**Exercise**
Locate every row below that contains the string "slope", treating case as significant, and copy each such row in full.

[Entries from a dataset]
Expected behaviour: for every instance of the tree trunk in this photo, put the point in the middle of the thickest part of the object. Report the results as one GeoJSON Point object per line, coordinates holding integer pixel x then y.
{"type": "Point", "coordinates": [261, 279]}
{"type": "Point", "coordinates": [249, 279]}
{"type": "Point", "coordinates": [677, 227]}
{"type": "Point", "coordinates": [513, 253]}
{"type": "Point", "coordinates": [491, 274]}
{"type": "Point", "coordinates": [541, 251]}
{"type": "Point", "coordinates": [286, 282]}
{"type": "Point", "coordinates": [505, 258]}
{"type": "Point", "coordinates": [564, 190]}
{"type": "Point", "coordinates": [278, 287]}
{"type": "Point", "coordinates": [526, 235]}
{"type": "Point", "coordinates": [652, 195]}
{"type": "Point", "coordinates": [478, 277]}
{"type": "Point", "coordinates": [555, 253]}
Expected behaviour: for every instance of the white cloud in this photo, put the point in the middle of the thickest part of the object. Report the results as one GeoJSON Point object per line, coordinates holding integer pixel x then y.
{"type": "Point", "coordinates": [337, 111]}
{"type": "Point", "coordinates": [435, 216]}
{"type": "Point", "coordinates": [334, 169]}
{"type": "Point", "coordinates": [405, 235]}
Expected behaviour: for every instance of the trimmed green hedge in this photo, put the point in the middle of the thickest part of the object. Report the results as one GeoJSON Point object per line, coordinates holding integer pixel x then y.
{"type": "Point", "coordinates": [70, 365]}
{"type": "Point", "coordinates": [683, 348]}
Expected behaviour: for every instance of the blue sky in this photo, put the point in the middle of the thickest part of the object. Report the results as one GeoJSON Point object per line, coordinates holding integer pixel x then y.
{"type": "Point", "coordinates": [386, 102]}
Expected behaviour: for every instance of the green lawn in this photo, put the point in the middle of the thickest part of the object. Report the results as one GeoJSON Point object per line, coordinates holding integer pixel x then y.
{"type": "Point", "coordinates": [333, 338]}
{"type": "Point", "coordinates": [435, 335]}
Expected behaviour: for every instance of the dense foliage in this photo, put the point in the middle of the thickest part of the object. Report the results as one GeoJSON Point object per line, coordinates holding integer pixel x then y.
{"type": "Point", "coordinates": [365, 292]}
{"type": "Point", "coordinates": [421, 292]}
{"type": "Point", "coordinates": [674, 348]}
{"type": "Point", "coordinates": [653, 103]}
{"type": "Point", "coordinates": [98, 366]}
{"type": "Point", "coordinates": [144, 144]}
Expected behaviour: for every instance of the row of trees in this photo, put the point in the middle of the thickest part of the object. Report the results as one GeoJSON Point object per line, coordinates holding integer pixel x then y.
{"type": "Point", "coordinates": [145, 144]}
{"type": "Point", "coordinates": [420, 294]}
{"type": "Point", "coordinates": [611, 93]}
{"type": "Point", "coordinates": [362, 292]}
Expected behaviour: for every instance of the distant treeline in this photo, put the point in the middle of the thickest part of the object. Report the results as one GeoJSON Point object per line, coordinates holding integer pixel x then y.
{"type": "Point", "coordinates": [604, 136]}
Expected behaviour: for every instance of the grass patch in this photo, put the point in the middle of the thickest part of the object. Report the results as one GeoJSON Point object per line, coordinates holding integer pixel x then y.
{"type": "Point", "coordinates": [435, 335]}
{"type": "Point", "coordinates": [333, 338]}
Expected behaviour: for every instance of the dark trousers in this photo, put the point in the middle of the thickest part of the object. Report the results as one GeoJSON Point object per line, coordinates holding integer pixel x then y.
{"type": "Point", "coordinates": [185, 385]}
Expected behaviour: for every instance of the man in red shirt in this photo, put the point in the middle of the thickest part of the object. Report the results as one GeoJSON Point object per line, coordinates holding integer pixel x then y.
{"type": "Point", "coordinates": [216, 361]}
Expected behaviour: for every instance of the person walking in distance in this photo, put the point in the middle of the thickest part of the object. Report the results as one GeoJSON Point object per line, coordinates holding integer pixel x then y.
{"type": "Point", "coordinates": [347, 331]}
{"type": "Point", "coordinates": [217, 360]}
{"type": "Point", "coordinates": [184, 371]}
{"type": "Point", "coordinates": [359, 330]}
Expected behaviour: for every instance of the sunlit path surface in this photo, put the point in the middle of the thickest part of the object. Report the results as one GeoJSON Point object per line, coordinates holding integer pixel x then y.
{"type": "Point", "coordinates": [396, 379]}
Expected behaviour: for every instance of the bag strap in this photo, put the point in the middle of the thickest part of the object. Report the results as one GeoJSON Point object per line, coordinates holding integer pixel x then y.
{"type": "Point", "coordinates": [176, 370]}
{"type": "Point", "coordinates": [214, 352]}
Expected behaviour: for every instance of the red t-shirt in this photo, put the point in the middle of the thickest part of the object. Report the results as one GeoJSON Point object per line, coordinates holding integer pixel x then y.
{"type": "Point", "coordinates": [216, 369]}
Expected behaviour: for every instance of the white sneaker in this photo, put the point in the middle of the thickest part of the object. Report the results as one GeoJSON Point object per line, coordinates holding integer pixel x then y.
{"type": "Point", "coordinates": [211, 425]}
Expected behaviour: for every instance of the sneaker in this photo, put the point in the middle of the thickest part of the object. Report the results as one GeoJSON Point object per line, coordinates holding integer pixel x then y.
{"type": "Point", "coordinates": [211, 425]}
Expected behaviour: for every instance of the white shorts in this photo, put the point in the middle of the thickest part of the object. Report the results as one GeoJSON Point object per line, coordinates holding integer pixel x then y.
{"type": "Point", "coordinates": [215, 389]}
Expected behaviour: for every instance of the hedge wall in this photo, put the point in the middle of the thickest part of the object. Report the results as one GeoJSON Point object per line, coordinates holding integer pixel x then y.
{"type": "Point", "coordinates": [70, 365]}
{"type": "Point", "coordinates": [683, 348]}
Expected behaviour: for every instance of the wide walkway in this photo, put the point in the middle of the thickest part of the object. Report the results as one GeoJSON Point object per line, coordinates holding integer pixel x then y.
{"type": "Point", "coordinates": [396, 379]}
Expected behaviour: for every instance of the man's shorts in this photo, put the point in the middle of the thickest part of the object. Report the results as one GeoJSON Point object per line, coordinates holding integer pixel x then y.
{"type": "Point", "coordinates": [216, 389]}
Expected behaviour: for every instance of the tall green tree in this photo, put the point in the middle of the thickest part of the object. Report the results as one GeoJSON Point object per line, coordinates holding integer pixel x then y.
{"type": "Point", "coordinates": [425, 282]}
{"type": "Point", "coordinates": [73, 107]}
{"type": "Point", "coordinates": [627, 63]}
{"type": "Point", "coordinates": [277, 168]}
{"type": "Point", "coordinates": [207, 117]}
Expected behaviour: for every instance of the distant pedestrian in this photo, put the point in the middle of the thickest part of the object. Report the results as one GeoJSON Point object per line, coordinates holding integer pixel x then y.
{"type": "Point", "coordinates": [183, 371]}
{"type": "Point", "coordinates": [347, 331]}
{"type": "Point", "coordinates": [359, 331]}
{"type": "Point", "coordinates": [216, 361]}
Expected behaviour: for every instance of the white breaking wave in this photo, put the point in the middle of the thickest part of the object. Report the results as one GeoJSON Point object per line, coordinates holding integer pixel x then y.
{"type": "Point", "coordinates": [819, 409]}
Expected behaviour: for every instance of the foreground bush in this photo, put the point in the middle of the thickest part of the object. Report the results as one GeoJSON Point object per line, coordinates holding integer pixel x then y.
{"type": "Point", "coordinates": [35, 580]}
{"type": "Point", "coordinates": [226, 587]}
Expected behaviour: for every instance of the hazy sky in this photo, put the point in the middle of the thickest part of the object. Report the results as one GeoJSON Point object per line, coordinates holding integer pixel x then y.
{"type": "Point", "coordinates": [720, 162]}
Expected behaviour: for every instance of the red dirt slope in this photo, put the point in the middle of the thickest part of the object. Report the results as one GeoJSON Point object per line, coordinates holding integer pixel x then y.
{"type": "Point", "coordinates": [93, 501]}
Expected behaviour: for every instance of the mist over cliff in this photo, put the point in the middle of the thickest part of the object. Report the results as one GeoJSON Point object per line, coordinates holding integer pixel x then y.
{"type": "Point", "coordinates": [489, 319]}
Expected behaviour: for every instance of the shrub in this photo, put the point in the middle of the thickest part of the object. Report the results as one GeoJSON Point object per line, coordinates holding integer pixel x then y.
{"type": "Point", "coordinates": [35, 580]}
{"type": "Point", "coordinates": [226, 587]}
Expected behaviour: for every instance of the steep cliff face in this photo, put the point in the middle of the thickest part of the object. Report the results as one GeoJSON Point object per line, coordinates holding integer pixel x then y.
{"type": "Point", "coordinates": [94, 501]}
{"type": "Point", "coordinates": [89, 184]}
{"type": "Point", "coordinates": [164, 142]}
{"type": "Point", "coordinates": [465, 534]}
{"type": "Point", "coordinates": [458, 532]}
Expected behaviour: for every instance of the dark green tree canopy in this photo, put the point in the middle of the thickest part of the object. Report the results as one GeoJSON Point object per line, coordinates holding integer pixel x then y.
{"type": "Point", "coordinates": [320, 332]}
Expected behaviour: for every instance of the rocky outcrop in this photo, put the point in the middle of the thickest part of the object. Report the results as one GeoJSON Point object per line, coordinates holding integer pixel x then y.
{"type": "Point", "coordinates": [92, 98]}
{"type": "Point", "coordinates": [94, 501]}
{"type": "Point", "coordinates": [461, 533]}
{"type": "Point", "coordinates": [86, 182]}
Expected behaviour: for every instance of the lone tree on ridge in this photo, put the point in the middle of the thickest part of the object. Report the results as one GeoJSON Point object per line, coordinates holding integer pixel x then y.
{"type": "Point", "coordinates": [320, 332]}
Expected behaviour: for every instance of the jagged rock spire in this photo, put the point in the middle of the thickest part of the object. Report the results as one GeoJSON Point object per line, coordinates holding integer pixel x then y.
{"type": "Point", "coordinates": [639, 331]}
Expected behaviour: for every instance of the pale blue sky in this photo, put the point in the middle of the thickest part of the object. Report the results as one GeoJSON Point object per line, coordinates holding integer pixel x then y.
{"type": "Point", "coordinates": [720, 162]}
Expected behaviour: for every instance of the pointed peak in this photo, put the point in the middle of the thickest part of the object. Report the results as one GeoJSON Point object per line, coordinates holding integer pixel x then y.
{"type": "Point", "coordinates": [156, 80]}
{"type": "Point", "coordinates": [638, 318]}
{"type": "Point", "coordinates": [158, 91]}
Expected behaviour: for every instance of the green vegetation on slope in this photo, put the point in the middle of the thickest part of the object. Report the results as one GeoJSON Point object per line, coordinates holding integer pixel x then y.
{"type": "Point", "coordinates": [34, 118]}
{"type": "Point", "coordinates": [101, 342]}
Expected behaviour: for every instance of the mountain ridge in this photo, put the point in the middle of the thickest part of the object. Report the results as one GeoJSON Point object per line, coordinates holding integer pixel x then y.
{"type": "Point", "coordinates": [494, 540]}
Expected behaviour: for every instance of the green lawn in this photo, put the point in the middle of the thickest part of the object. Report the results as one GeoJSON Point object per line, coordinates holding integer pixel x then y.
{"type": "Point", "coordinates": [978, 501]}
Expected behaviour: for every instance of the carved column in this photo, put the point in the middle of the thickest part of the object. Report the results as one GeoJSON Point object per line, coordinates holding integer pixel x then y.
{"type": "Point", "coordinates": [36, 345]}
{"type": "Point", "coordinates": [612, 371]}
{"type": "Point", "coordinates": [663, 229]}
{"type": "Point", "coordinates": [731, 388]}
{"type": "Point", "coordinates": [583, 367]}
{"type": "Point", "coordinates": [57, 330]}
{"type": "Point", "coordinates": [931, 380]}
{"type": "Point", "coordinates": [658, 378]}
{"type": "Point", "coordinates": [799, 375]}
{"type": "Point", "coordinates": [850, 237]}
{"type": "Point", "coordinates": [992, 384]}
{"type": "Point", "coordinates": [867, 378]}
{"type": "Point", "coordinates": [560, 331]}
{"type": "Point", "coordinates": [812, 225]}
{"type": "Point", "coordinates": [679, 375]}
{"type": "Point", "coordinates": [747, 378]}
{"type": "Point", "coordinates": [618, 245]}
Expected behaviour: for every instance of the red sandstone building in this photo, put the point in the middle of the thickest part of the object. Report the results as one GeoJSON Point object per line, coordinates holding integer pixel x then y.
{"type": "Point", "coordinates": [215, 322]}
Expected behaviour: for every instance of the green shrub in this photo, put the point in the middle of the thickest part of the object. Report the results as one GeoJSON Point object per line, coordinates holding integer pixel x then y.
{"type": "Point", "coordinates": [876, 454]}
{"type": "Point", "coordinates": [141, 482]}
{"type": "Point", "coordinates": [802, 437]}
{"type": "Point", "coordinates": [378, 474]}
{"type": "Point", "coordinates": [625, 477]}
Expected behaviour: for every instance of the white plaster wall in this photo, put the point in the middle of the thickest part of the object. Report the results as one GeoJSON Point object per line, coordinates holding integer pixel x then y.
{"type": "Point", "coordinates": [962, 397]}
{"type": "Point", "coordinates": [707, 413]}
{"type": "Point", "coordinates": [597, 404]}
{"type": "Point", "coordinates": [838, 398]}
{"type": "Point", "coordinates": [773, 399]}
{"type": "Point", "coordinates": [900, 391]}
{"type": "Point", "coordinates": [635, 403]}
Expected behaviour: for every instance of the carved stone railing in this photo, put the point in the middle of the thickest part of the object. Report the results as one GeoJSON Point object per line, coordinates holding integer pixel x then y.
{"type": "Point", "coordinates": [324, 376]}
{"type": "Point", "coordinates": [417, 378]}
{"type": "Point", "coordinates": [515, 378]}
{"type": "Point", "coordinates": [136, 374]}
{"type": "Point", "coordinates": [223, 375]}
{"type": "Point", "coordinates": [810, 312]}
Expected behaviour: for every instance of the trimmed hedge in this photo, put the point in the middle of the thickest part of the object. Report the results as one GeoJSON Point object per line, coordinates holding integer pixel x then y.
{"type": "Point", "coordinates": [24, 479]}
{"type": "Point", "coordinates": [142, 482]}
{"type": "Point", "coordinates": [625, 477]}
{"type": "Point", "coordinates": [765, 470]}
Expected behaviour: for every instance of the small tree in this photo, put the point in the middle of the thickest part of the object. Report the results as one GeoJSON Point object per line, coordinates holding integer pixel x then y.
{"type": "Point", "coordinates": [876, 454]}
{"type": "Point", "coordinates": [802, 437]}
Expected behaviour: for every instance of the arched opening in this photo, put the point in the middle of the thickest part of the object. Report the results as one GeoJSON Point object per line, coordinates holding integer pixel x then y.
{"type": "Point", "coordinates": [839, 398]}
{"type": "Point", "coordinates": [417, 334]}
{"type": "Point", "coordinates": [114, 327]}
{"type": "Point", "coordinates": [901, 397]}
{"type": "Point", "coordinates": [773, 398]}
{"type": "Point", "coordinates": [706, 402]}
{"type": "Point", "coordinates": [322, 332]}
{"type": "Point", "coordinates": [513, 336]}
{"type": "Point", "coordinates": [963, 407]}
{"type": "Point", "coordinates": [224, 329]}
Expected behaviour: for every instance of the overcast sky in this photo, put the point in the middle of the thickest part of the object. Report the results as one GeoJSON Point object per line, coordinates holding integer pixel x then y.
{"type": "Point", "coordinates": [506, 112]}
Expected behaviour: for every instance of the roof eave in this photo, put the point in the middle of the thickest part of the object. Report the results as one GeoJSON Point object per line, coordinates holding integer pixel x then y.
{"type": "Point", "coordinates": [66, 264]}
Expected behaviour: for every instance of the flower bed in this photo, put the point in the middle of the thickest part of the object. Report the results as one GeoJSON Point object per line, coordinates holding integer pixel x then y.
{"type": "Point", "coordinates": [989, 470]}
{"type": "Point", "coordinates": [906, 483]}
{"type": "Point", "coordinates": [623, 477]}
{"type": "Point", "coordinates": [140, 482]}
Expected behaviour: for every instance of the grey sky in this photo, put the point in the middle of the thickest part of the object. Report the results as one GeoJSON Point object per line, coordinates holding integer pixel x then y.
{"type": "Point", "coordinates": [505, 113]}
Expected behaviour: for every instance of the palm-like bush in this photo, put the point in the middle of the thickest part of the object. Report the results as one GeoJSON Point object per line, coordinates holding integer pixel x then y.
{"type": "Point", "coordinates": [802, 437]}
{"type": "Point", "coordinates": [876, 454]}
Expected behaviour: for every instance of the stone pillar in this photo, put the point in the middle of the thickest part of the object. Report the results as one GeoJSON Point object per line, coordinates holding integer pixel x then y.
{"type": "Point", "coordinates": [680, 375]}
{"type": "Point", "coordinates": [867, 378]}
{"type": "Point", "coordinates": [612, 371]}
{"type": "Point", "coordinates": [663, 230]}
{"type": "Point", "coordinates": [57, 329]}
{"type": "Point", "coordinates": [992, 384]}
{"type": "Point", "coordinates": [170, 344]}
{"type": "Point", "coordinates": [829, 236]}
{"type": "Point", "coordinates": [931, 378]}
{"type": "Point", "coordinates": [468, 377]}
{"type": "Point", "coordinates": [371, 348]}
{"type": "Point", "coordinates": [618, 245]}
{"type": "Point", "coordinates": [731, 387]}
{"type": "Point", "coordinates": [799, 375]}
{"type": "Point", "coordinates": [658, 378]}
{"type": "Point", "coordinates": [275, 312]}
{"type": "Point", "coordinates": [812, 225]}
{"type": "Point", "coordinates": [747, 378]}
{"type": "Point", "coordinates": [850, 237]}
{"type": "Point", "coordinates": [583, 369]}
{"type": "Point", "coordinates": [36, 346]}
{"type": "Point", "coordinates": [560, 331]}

**Worked solution**
Expected behaviour: for every instance of the red dirt slope in this photo, put the point in the middle of the thickest part of the object. Report the results as one GeoJSON Point object per line, coordinates holding integer pixel x then y.
Expected behaviour: for every instance of the green vegetation on slope in this photo, put the point in the middle of the thickest part of the object. Report the results as one GeoJSON Point object per line, coordinates holding integer pixel x then y.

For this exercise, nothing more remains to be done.